• _YOUR OBJECTIVE_
Output the entries below exactly as written, omitting pictures.

• _INPUT FOR THIS TASK_

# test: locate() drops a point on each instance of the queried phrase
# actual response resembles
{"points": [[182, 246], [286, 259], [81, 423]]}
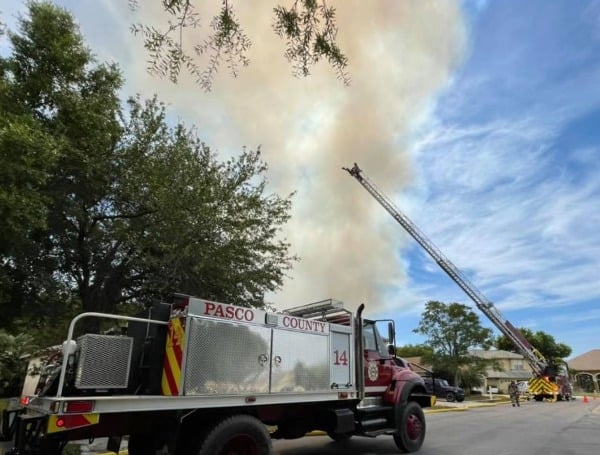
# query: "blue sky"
{"points": [[509, 168], [479, 118]]}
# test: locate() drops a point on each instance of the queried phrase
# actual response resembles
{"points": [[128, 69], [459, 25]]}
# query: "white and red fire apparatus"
{"points": [[200, 377], [551, 378]]}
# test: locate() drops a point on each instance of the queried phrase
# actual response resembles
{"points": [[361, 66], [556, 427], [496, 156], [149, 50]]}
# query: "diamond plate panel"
{"points": [[104, 361], [300, 362], [226, 358]]}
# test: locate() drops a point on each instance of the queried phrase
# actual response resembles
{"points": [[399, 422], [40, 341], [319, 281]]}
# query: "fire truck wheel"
{"points": [[237, 435], [339, 437], [410, 422]]}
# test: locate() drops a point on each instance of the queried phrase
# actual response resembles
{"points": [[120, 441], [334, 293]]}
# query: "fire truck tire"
{"points": [[237, 435], [410, 423]]}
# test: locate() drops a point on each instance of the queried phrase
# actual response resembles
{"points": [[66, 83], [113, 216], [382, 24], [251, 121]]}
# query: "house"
{"points": [[513, 367], [586, 371]]}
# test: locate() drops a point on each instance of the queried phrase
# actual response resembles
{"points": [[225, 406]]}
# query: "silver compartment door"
{"points": [[300, 362], [226, 358]]}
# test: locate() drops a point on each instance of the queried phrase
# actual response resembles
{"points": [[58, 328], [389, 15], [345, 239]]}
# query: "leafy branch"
{"points": [[308, 26]]}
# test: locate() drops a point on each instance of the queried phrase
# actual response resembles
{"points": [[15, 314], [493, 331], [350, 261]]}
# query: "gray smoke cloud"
{"points": [[401, 53]]}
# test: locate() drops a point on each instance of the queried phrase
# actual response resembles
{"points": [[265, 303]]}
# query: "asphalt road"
{"points": [[561, 428]]}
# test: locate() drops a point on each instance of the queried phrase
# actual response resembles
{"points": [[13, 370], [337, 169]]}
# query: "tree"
{"points": [[13, 364], [415, 350], [308, 26], [542, 341], [451, 330], [126, 207]]}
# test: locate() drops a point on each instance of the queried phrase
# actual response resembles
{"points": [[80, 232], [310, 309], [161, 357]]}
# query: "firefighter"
{"points": [[513, 391]]}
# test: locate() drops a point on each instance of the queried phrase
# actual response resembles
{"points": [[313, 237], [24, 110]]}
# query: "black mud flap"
{"points": [[9, 424], [28, 434]]}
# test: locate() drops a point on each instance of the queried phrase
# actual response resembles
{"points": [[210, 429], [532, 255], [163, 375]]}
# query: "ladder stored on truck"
{"points": [[545, 381]]}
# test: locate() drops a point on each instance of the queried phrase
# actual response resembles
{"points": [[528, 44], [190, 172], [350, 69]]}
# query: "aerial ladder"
{"points": [[550, 381]]}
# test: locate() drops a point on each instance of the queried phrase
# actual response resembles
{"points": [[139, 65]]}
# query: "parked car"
{"points": [[440, 388]]}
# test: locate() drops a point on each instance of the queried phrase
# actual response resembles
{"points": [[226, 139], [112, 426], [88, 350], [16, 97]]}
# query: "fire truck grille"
{"points": [[103, 361]]}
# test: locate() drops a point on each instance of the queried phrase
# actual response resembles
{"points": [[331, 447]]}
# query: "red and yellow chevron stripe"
{"points": [[171, 378]]}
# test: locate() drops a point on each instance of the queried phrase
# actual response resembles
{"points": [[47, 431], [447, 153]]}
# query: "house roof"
{"points": [[495, 354], [590, 361]]}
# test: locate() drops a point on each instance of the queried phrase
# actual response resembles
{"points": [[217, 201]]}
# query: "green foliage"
{"points": [[308, 26], [542, 341], [310, 30], [113, 206], [451, 330], [415, 350], [13, 364]]}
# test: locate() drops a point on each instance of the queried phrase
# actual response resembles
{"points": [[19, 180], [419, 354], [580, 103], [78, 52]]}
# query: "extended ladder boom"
{"points": [[533, 356]]}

• _COMPLETE OUTPUT_
# test: locate() drops a point on each instance of the queried phrase
# actual response resembles
{"points": [[182, 246], [286, 259], [81, 423]]}
# query: "blue sky"
{"points": [[509, 168], [479, 118]]}
# test: locate() drops a point on each instance of the queried phrase
# actual response resembles
{"points": [[128, 69], [459, 25]]}
# query: "white and red fire apparatus"
{"points": [[200, 377], [551, 378]]}
# test: locate() drops a point on each instance of the queried phrase
# actual response resembles
{"points": [[361, 66], [556, 427], [496, 156], [149, 50]]}
# query: "diamond plate panel"
{"points": [[104, 361], [300, 362], [226, 358]]}
# test: locate() drops a point on each instance of the queried phrase
# actual response resembles
{"points": [[399, 422], [40, 341], [319, 281]]}
# query: "fire truck wheel"
{"points": [[237, 435], [339, 437], [410, 422]]}
# test: locate() drops a point on each instance of the queried phrase
# actual response resembles
{"points": [[120, 441], [334, 293]]}
# query: "fire truck tire"
{"points": [[237, 435], [410, 423]]}
# test: locate() drops a point on each instance of the queried phrase
# actual response resembles
{"points": [[66, 83], [113, 216], [382, 24], [251, 121]]}
# query: "house"
{"points": [[513, 367], [586, 371]]}
# test: locate() drops a point on each instance of the queried phrase
# actual response resembles
{"points": [[225, 406]]}
# query: "silver compartment door"
{"points": [[300, 362], [226, 358]]}
# test: locate() drops a point on each instance of the queried phrase
# actual response resembles
{"points": [[58, 328], [389, 15], [345, 239]]}
# query: "leafy branch"
{"points": [[308, 26]]}
# test: locate() drops a point on each instance of the queried phrase
# actual response resembles
{"points": [[15, 314], [493, 331], [350, 261]]}
# query: "gray smoke cloud"
{"points": [[401, 53]]}
# test: locate() drops a point on each instance of the queried phrase
# actual response resembles
{"points": [[265, 303]]}
# query: "asphalt road"
{"points": [[561, 428]]}
# test: locate() drops a point on each instance of the queried phrase
# actual response resembles
{"points": [[13, 370], [337, 169]]}
# query: "tree"
{"points": [[13, 364], [415, 350], [308, 26], [542, 341], [451, 330], [126, 207]]}
# test: locate() drops a point on each instance of the queried phrase
# actual response resembles
{"points": [[80, 232], [310, 309], [161, 357]]}
# query: "firefighter"
{"points": [[513, 391]]}
# test: locate() drops a point on each instance of the queried phrase
# actual response resembles
{"points": [[313, 237], [24, 110]]}
# query: "black mud flap"
{"points": [[9, 424], [28, 434]]}
# test: locate() drops a point on each instance of the queried phrase
# actual response resembles
{"points": [[210, 429], [532, 255], [163, 375]]}
# query: "ladder stored on truck"
{"points": [[545, 381]]}
# test: locate() drops a point on each instance of the queried phrase
# actual response resembles
{"points": [[528, 44], [190, 172], [350, 69]]}
# query: "aerial ladder"
{"points": [[550, 381]]}
# test: locate() drops a point on each instance of the queried phrase
# actual response resembles
{"points": [[139, 65]]}
# query: "parked car"
{"points": [[440, 388]]}
# test: locate() drops a point on each instance of the queried phrase
# actual response resembles
{"points": [[226, 139], [112, 426], [88, 350], [16, 97]]}
# query: "fire truck grille"
{"points": [[103, 361]]}
# test: locate() drops a point on each instance of the queried phrase
# actual response resembles
{"points": [[331, 447]]}
# query: "red and yellow chevron stripe"
{"points": [[171, 378]]}
# test: locate() drops a point on each instance of the queried phrase
# actual response resembles
{"points": [[47, 431], [447, 153]]}
# query: "house roof"
{"points": [[495, 354], [590, 361]]}
# test: locate() drops a point on each instance of the queried phrase
# actual response resembles
{"points": [[217, 201]]}
# query: "green foliage"
{"points": [[308, 26], [542, 341], [310, 30], [113, 206], [451, 330], [415, 350], [13, 364]]}
# test: locate() drops a point on each instance of the queried phrase
# actual response resembles
{"points": [[19, 180], [419, 354], [580, 103], [78, 52]]}
# query: "extended ladder boom"
{"points": [[533, 356]]}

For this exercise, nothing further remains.